## Task objective
How many lines of the material contain the string "door"? Count only matches with the same letter case, and reply with the number alone.

## Extracted material
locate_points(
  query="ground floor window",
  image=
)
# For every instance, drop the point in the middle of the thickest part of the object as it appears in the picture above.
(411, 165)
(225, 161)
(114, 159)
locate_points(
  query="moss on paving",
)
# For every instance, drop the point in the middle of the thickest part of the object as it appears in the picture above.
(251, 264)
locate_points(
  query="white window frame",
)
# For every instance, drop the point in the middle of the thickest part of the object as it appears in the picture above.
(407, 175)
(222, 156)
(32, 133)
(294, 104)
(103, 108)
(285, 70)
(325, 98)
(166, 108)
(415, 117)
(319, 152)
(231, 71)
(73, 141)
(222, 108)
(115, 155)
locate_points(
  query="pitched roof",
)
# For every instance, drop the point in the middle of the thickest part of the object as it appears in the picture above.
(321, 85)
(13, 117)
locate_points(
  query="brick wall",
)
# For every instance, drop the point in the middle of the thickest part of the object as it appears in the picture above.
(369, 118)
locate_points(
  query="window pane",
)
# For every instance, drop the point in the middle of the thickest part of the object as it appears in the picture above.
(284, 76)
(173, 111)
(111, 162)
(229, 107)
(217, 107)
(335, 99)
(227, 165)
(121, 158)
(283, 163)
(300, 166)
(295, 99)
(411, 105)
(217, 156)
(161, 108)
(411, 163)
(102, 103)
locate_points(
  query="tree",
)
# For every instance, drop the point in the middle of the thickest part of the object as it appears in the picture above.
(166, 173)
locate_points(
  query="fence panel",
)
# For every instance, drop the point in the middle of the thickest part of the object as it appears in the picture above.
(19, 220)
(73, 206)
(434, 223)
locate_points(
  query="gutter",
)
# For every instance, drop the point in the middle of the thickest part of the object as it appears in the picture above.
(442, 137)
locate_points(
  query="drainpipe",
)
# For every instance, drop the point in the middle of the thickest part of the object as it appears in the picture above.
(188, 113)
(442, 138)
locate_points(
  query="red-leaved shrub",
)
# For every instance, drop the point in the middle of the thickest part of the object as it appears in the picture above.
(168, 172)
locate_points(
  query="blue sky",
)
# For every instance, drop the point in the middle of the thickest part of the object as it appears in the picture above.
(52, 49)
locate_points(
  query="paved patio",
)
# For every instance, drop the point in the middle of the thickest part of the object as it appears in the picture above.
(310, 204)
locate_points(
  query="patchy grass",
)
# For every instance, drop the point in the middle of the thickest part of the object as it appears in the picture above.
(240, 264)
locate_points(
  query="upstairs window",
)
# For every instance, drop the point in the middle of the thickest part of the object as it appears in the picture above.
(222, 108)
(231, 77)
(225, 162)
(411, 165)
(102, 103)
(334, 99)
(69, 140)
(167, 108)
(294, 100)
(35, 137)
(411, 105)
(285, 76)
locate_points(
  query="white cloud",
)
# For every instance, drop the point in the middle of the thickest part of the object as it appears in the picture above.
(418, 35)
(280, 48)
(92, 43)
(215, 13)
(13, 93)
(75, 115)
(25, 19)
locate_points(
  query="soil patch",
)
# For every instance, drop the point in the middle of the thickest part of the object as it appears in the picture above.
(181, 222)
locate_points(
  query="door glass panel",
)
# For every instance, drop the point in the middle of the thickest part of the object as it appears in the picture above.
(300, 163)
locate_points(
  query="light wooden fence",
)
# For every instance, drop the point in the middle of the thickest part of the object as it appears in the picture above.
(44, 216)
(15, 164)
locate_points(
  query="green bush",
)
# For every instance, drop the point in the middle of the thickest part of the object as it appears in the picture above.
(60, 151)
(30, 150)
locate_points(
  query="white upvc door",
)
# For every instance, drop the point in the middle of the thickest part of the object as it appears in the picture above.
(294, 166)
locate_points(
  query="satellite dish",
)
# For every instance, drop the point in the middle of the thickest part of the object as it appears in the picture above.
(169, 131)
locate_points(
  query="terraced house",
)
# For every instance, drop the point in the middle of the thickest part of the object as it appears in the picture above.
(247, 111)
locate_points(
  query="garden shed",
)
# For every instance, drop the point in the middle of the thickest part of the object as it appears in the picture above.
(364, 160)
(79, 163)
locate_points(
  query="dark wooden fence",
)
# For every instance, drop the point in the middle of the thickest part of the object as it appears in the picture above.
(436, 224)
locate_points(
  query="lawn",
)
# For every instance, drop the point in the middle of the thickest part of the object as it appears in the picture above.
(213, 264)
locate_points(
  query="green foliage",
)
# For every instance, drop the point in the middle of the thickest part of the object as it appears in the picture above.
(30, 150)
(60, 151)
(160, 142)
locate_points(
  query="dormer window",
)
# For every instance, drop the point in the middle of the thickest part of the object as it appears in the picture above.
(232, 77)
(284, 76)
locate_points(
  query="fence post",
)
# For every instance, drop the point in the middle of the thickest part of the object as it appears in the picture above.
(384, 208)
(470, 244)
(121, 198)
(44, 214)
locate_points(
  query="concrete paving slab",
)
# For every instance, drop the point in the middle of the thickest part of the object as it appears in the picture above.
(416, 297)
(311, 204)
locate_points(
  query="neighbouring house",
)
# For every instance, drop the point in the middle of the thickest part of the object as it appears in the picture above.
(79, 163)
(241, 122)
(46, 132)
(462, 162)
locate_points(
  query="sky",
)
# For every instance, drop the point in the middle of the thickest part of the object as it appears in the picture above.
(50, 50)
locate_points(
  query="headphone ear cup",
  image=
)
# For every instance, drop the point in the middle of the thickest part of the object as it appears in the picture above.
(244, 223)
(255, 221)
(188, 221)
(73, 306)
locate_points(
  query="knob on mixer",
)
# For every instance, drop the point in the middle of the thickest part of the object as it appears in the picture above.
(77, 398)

## Solution to the exercise
2